» **DATA FOR THE TASK**:
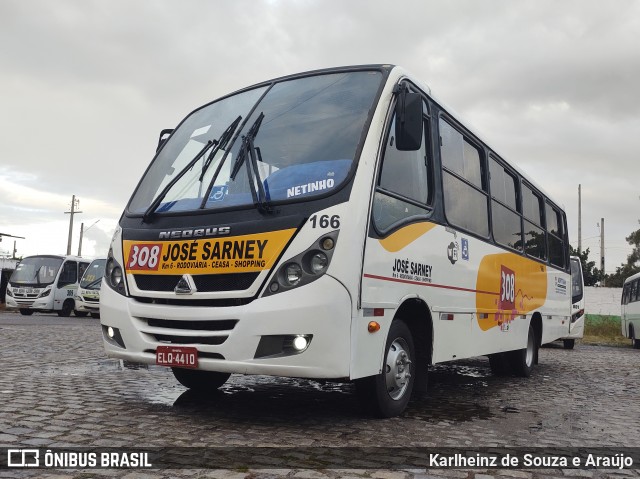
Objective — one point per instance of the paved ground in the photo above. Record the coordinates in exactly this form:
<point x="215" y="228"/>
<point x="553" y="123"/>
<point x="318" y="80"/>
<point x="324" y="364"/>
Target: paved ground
<point x="58" y="389"/>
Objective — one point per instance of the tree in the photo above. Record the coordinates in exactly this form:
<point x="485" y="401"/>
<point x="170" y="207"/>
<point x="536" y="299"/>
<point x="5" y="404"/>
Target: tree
<point x="589" y="271"/>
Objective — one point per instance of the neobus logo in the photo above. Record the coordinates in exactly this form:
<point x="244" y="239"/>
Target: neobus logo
<point x="196" y="233"/>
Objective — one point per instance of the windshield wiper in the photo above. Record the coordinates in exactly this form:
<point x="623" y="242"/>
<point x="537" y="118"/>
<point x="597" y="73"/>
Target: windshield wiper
<point x="222" y="144"/>
<point x="248" y="150"/>
<point x="93" y="283"/>
<point x="216" y="147"/>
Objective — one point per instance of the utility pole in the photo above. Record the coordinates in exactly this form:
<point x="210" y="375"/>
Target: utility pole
<point x="579" y="218"/>
<point x="74" y="211"/>
<point x="602" y="249"/>
<point x="82" y="231"/>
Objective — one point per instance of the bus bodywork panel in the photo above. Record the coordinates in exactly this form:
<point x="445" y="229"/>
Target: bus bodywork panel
<point x="299" y="311"/>
<point x="481" y="298"/>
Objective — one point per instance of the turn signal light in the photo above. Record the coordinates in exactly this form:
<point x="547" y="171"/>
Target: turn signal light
<point x="373" y="326"/>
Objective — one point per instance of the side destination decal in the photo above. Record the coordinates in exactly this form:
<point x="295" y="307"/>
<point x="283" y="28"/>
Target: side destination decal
<point x="518" y="286"/>
<point x="404" y="236"/>
<point x="236" y="254"/>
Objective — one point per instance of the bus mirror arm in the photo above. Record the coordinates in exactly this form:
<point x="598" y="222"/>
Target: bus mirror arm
<point x="164" y="134"/>
<point x="408" y="120"/>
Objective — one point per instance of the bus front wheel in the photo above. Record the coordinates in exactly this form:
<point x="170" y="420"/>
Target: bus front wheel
<point x="387" y="394"/>
<point x="522" y="360"/>
<point x="198" y="380"/>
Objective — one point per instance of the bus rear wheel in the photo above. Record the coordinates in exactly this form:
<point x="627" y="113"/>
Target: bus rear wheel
<point x="522" y="360"/>
<point x="200" y="381"/>
<point x="387" y="394"/>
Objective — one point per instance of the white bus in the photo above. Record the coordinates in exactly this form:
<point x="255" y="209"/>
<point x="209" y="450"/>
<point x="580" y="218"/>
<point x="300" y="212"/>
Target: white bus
<point x="630" y="319"/>
<point x="334" y="224"/>
<point x="88" y="294"/>
<point x="576" y="326"/>
<point x="45" y="283"/>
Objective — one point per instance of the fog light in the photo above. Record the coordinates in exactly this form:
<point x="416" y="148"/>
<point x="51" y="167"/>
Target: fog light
<point x="327" y="244"/>
<point x="300" y="343"/>
<point x="319" y="263"/>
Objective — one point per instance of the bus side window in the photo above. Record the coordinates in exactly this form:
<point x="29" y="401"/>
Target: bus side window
<point x="69" y="274"/>
<point x="465" y="196"/>
<point x="534" y="238"/>
<point x="404" y="184"/>
<point x="556" y="233"/>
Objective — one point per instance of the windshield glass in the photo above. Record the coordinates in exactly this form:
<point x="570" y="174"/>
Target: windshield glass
<point x="305" y="145"/>
<point x="40" y="270"/>
<point x="92" y="277"/>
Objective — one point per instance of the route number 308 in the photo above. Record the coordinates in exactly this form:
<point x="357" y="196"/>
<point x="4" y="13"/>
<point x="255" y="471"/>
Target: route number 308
<point x="508" y="287"/>
<point x="324" y="221"/>
<point x="144" y="257"/>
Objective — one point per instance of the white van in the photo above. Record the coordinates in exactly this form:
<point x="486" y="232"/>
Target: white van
<point x="576" y="327"/>
<point x="630" y="317"/>
<point x="88" y="294"/>
<point x="45" y="283"/>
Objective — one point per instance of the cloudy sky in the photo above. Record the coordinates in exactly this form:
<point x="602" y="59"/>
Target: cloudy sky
<point x="86" y="86"/>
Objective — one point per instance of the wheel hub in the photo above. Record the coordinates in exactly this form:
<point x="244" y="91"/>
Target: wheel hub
<point x="397" y="369"/>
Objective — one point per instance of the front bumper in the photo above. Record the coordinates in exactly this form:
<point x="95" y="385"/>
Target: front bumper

» **EXERCISE BRIEF**:
An exact copy of the data above is required, printed without its pictures.

» **SOLUTION TO THIS TASK**:
Objective — one point per instance of the paved ground in the photo above. Record the coordinates in exactly this form:
<point x="215" y="228"/>
<point x="553" y="123"/>
<point x="318" y="80"/>
<point x="324" y="364"/>
Target: paved ground
<point x="58" y="389"/>
Objective — one point per instance of the tree in the photo above. Record the coordinates in exactly this form:
<point x="485" y="401"/>
<point x="170" y="207"/>
<point x="536" y="299"/>
<point x="5" y="404"/>
Target: tree
<point x="589" y="271"/>
Objective — one point per instance of the neobus logo in the photo above. Record the coordinates in exactly this form:
<point x="244" y="239"/>
Target: neobus logo
<point x="196" y="233"/>
Objective — one point per instance of the windshield wiper in the photo above. Record the coordinates in exactly this form:
<point x="623" y="242"/>
<point x="537" y="118"/>
<point x="597" y="73"/>
Target: windshield wiper
<point x="222" y="144"/>
<point x="248" y="150"/>
<point x="93" y="283"/>
<point x="216" y="147"/>
Objective — one point per instance of the utility pole in the photo above. Record the coordinates in exactly this form:
<point x="210" y="375"/>
Target: utility pole
<point x="579" y="218"/>
<point x="74" y="211"/>
<point x="602" y="249"/>
<point x="82" y="231"/>
Objective — one point per instance of the bus bodywork panel in the photo above. Record the coordinates in exactly this form:
<point x="445" y="229"/>
Target: bus bodywork panel
<point x="299" y="311"/>
<point x="481" y="298"/>
Objective — one point per instance of the turn signal light in the photo above. Record the coordinates in exactly this form:
<point x="547" y="171"/>
Target: turn signal light
<point x="373" y="326"/>
Objective — one point per instance of the side destination decal in the photo above. Record the coordinates in exactly this form:
<point x="295" y="307"/>
<point x="283" y="28"/>
Target: side destination decal
<point x="518" y="286"/>
<point x="404" y="236"/>
<point x="236" y="254"/>
Objective — one point per instance of the bus mirror arm in the photo above. Record the coordinates in exactly this form:
<point x="598" y="222"/>
Target: bus mirror arm
<point x="164" y="134"/>
<point x="408" y="120"/>
Objective — one point per instance of the bus front wheel in the photo above. Record the coordinates in exactly this form:
<point x="170" y="420"/>
Target: bus front wheel
<point x="387" y="394"/>
<point x="522" y="360"/>
<point x="198" y="380"/>
Objective — one point per instance of the bus rear wheel in the photo above. Record the coordinates in exactly this form:
<point x="627" y="113"/>
Target: bus rear wheel
<point x="522" y="360"/>
<point x="200" y="381"/>
<point x="387" y="394"/>
Objective — one point per instance of the white bus in the photo above. Record the coordinates in exactly this form:
<point x="255" y="209"/>
<point x="209" y="450"/>
<point x="580" y="218"/>
<point x="300" y="212"/>
Target: white bus
<point x="630" y="319"/>
<point x="334" y="224"/>
<point x="88" y="294"/>
<point x="576" y="326"/>
<point x="45" y="283"/>
Objective — one point per instance of the fog light in the photo above. Record the coordinates in exactly this form:
<point x="416" y="148"/>
<point x="51" y="167"/>
Target: fog light
<point x="327" y="244"/>
<point x="300" y="343"/>
<point x="319" y="263"/>
Objective — one point per instance of the bus side window in the photo above. Record the coordinates in exactly this form:
<point x="29" y="401"/>
Target: bus side window
<point x="69" y="274"/>
<point x="465" y="196"/>
<point x="534" y="238"/>
<point x="404" y="184"/>
<point x="556" y="233"/>
Objective — one point per instance of the windshield glass in the photo above. Record the coordinates in exactly this form:
<point x="570" y="174"/>
Target: windshield glass
<point x="305" y="145"/>
<point x="40" y="270"/>
<point x="92" y="277"/>
Objective — one point per instance of the route number 308 in the photo above. Record the coordinates in exactly this form:
<point x="357" y="196"/>
<point x="4" y="13"/>
<point x="255" y="471"/>
Target: route number 308
<point x="508" y="287"/>
<point x="324" y="221"/>
<point x="144" y="257"/>
Objective — one point per instance of the white van in the photo above. Record the coordinates in exactly this form:
<point x="486" y="232"/>
Target: white van
<point x="576" y="327"/>
<point x="630" y="317"/>
<point x="88" y="294"/>
<point x="45" y="283"/>
Objective — one point per instance of the cloudy sky in the photo above. Record the coordinates in exactly this form:
<point x="602" y="59"/>
Target: cloudy sky
<point x="86" y="86"/>
Objective — one point per instance of the wheel hub in the photo above. Record the coordinates in exactly this form:
<point x="244" y="91"/>
Target: wheel hub
<point x="397" y="369"/>
Objective — one point per instance of the front bumper in the photo above. Record the coordinates in exactly this form:
<point x="95" y="385"/>
Target: front bumper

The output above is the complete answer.